Exercise 1:
According to the text on patch-based tokenization below, what is added to each flattened and projected patch to form its embedding?
Exercise 2:
Write the next part of the text on patch-based tokenization, continuing after its last sentence.

Study text:
Patch-Based Tokenization

Updated 18 March 2026

Patch-based tokenization is a method that divides structured data into contiguous patches, enabling discrete token formation for transformer models in vision, video, and time series.
Adaptive strategies like superpixel and hierarchical tokenization enhance semantic alignment and reduce computational overhead by tailoring patch size and resolution to content.
Emerging applications extend this approach to language and temporal signals, with ongoing research focused on end-to-end learnable, multi-resolution tokenization frameworks.

Patch-based tokenization is a class of strategies for converting structured input data—most notably images, video, time series, and even language—into discrete token sequences suitable for transformer-based models. Its central principle is to subdivide the input into contiguous, fixed- or variable-size patches, each treated as an atomic unit for embedding, attention, or further processing. Patch-based tokenization underpins Vision Transformers (ViTs) and many recent multimodal and temporal models, and has been generalized into content-adaptive, multi-resolution, and hierarchical schemes to bridge the gap between local pattern efficiency and semantic alignment across data domains (Lew et al., 2024, Schmidt et al., 10 Jun 2025, Jang et al., 2024, Dolga et al., 17 Oct 2025, Ronen et al., 2023, Aasan et al., 2024, Aasan et al., 4 Nov 2025, Chen et al., 2024, Zhang et al., 2024, Nagrath, 18 Jan 2026, Bumb et al., 15 Jun 2025, Kim et al., 19 Feb 2026). Below is an in-depth survey of the methodologies, implications, and variants of patch-based tokenization.

1. Canonical Patch-Based Tokenization: Foundations and Limitations

Patch-based tokenization was popularized in visual modeling through ViTs, where an input image $x \in \mathbb{R}^{H \times W \times C}$ is divided into $N = (H \cdot W)/P^2$ non-overlapping square patches $x^{(i)} \in \mathbb{R}^{P \times P \times C}$ of fixed spatial dimensions. Each patch is flattened and projected into a $D$ -dimensional embedding via a learnable linear operator:

$z^{(i)} = \mathrm{flatten}(x^{(i)}) \cdot E + \mathrm{Pos}^{(i)}$

where $E$ is the patch embedding matrix and $\mathrm{Pos}^{(i)}$ is the positional encoding. The resulting token sequence, along with (optionally) a global [CLS] token, is passed through the transformer encoder.

Although grid-based patch tokenization is efficient for capturing local structure and enables computational scaling (since attention cost is $O(N^2)$ ), it enforces strict regularity. Individual patches may straddle object boundaries, mix heterogeneous semantics, or underrepresent small salient structures, a departure from the atomic-concept alignment achieved by NLP tokenizers (Lew et al., 2024, Aasan et al., 2024, Chen et al., 2024). This heterogeneous mixing undermines interpretability and may limit precision in dense or structured tasks.

[Stored items]

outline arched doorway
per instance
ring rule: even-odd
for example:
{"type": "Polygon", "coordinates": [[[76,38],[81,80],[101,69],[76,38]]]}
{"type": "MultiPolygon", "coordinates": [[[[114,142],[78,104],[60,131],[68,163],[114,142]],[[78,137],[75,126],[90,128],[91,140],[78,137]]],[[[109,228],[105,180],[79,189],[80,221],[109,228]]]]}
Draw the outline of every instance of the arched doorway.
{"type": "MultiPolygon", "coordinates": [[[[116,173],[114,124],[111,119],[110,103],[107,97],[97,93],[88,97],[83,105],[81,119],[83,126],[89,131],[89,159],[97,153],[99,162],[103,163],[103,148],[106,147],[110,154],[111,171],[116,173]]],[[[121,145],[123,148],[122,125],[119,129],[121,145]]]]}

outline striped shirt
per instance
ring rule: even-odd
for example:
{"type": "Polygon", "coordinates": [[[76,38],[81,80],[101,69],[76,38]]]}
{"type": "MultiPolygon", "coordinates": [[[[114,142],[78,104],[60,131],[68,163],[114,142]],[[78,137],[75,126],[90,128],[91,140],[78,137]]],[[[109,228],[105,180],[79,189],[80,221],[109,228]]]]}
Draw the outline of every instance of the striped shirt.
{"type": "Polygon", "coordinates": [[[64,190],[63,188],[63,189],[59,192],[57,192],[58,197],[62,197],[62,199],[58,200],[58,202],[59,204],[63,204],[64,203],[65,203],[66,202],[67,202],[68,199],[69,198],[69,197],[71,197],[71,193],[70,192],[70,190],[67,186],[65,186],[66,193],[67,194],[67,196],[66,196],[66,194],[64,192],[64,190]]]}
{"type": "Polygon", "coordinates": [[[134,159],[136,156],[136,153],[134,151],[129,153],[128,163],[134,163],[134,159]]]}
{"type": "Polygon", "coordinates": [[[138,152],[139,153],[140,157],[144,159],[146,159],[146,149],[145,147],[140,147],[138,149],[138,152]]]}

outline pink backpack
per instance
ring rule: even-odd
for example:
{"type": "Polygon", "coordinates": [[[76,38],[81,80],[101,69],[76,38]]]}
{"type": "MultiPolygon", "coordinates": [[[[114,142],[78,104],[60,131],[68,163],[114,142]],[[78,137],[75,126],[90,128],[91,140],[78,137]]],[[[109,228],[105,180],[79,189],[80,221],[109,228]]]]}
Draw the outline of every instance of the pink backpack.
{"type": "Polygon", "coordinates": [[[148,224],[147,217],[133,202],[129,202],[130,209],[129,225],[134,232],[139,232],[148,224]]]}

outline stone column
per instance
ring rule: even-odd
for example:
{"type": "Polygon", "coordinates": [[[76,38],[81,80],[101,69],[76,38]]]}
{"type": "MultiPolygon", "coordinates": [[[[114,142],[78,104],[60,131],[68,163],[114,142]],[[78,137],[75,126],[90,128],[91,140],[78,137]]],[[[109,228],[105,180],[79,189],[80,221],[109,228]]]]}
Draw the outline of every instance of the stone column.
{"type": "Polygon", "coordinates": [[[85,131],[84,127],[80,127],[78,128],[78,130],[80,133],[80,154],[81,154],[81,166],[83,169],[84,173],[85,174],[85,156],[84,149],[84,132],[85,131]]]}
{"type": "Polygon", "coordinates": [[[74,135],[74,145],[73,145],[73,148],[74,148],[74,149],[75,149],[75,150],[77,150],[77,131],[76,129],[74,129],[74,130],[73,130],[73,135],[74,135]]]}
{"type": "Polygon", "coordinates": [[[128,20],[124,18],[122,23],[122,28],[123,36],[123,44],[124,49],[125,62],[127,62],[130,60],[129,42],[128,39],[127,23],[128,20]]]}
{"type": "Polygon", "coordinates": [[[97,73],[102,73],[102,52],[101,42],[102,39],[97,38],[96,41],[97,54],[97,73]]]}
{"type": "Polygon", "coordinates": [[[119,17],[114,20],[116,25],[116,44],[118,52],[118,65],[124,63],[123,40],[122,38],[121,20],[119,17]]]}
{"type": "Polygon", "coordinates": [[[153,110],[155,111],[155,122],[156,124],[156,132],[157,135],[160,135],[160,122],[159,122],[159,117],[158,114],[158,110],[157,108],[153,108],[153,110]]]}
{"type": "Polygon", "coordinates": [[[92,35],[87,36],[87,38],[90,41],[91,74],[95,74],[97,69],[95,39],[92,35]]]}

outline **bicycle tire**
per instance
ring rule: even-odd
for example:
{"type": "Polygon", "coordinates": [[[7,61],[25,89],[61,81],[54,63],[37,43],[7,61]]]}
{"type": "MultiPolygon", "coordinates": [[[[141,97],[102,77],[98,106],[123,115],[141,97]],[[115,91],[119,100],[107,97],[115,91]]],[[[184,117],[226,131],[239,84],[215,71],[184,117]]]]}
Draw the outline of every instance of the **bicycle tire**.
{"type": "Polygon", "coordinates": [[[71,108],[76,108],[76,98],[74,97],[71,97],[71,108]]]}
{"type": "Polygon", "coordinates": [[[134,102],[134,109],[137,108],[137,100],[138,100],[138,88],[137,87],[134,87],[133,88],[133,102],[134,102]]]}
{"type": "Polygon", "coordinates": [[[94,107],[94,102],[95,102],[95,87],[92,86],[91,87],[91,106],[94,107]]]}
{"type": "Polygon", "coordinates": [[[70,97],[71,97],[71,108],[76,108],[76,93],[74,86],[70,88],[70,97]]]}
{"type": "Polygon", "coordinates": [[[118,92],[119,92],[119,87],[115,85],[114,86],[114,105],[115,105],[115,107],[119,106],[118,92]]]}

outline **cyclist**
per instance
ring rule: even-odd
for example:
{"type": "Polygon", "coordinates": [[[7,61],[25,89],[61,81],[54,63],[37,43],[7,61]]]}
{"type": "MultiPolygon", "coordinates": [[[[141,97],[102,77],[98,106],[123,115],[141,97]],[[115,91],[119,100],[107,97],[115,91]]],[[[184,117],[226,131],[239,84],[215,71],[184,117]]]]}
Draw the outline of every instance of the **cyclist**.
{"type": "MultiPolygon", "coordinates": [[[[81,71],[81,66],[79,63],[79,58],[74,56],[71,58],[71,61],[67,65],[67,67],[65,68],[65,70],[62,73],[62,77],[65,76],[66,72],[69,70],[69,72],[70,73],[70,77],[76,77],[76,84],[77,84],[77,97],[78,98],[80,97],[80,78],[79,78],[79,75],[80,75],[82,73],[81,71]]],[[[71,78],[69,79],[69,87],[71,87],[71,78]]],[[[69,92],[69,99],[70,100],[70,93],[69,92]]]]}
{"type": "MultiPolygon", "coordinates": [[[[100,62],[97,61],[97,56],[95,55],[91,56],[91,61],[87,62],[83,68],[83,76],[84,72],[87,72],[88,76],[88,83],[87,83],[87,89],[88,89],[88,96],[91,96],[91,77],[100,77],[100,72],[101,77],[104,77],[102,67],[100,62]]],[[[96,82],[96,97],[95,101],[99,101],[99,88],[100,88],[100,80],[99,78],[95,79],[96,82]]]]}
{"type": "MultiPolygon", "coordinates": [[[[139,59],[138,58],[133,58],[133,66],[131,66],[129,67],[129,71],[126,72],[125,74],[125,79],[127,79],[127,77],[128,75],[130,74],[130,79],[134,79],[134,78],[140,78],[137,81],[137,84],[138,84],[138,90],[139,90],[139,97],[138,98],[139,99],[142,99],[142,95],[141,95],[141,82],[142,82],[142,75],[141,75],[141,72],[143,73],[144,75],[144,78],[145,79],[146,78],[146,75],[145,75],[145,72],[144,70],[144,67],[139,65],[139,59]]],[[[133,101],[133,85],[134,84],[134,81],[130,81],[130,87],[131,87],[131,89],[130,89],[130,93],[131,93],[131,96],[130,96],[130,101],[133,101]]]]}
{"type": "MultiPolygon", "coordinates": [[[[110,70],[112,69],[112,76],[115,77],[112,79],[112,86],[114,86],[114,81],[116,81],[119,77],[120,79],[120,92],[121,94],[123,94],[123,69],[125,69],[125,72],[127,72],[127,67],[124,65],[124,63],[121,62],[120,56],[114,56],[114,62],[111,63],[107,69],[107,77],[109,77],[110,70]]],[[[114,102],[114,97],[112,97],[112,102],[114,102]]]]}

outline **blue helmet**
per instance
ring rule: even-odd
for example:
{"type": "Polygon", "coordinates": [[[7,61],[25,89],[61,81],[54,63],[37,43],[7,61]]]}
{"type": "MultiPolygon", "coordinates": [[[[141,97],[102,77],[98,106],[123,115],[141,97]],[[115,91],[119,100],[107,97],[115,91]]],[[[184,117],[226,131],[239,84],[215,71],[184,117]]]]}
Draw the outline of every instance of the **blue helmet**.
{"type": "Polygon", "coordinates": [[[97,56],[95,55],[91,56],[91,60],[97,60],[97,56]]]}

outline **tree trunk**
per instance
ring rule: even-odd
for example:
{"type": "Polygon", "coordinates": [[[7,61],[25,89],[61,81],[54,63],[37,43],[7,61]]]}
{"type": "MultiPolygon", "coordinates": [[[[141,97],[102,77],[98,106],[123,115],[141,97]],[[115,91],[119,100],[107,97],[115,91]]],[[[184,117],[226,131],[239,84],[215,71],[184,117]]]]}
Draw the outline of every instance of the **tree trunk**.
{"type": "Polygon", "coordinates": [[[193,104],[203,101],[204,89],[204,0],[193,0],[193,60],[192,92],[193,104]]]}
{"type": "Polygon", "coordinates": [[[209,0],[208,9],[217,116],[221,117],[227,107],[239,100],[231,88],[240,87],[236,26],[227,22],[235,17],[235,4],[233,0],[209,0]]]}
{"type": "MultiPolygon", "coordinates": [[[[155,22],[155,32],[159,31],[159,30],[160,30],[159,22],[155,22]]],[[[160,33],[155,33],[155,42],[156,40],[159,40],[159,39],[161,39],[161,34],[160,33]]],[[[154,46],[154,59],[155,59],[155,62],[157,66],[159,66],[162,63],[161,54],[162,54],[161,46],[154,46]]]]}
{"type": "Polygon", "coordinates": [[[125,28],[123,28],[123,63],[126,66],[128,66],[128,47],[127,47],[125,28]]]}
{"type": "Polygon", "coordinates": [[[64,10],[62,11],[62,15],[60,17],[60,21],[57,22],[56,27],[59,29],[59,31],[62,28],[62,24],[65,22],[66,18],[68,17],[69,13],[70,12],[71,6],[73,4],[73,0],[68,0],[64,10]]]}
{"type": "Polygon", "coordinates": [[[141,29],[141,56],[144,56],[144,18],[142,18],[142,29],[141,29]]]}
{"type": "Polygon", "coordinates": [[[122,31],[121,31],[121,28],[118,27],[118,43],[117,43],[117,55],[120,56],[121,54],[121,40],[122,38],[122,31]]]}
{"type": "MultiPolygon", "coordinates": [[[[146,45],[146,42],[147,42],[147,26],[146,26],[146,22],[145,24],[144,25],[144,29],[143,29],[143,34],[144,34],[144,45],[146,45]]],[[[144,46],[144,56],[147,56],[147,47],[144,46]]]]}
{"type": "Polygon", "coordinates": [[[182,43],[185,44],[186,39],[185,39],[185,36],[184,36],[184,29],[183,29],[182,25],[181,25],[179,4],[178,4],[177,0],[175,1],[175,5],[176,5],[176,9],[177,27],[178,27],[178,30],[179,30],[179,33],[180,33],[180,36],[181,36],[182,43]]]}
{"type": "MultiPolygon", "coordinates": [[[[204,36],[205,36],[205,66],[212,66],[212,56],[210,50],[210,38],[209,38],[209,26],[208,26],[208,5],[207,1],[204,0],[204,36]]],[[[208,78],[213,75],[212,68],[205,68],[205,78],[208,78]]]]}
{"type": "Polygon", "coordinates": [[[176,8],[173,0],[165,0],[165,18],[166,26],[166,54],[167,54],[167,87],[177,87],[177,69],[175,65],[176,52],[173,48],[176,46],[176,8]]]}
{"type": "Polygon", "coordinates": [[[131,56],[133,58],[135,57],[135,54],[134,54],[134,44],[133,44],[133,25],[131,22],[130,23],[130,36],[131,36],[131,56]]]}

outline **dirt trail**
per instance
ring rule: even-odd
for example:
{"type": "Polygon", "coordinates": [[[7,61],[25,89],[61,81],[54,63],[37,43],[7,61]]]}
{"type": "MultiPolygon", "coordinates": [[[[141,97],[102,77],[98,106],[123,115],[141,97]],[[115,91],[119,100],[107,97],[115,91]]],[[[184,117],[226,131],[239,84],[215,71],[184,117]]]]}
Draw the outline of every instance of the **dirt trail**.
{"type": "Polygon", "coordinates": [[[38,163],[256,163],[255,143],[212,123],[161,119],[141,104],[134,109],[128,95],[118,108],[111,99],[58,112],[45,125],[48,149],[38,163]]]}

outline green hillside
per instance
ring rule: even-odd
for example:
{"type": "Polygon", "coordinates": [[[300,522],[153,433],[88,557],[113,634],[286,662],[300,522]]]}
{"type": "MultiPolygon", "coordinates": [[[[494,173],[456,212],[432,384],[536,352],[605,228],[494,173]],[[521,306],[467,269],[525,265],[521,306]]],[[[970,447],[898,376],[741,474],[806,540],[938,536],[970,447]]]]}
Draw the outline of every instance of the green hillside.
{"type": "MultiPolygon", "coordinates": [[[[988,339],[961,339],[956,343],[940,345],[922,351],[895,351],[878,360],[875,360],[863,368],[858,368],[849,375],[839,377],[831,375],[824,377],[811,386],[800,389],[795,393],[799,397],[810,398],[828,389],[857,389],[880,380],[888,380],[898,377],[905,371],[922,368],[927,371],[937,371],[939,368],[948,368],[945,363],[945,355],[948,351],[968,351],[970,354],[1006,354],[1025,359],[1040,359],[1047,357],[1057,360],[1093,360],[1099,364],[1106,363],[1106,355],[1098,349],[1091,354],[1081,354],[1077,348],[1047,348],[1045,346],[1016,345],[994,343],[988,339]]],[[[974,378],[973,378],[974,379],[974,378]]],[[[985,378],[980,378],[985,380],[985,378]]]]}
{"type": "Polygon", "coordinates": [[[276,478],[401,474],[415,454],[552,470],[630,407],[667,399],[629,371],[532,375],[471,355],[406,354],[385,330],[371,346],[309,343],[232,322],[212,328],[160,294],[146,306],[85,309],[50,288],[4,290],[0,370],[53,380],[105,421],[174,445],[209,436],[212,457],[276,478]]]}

Expected answer 1:
The positional encoding, $\mathrm{Pos}^{(i)}$.

Expected answer 2:
2. Content-Adaptive and Hierarchical Patch Tokenization

To address the semantic rigidity of fixed patches, recent methods substitute uniform grid partitioning with content-adaptive strategies, notably superpixel tokenization and hierarchical segmentations.

Superpixel Tokenization: Using pixel-affinity clustering (e.g., SLIC or graph-based merges), an image is partitioned into variable-shape, content-aligned superpixels. Token embeddings are computed as pooled statistics (mean, max) of learned local and positional features within each superpixel (Lew et al., 2024, Aasan et al., 2024, Aasan et al., 4 Nov 2025). The resulting tokens show improved semantic purity, enabling ViT models (SuiT, SPiT, ∂HT) to achieve equal or better accuracy and robustness versus grid-based ViTs, along with finer-grained attributions and improved zero-shot segmentation:

| Model | Patch-Type | IN1k Top-1 | Salient Seg. $F_\beta$ | Explained Variance $R^2$ | |---------------|--------------|------------|------------------------|--------------------------| | ViT-B16 | Square Patches| 0.854 | 0.803 | - | | SPiT-B16 | Superpixels | 0.858 | 0.903 | 0.914 |

(Lew et al., 2024, Aasan et al., 2024, Aasan et al., 4 Nov 2025)

Differentiable Hierarchical Tokenization: ∂HT constructs a full partition tree of the image using learnable, feature-driven region merging, then prunes to an optimal slice via information criteria (AIC/BIC). Each region becomes a differentiable token by mean-injection and feature-based cropping, directly feeding standard ViT layers. This approach supports both image-level and dense tasks, as well as out-of-the-box raster-to-vector conversion via region boundaries (Aasan et al., 4 Nov 2025).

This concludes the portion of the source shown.